EXERCISE: Wherever a line of the records contains "instance", copy that line.

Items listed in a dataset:
=======
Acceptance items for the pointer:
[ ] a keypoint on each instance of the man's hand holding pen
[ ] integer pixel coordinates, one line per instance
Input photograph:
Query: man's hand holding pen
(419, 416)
=======
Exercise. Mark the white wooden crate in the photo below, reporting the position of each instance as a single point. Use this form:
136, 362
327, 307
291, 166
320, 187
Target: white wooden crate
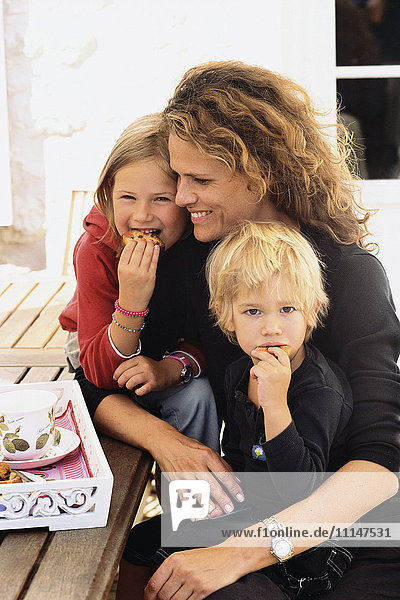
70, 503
=======
RESULT BELOW:
[ ] a keypoint on each instance of the man's hand holding pen
[ ] integer pixel coordinates, one line per instance
Exercise. Mark the white wooden crate in the photo below, reporting the position of each instance as a single point. Use this form:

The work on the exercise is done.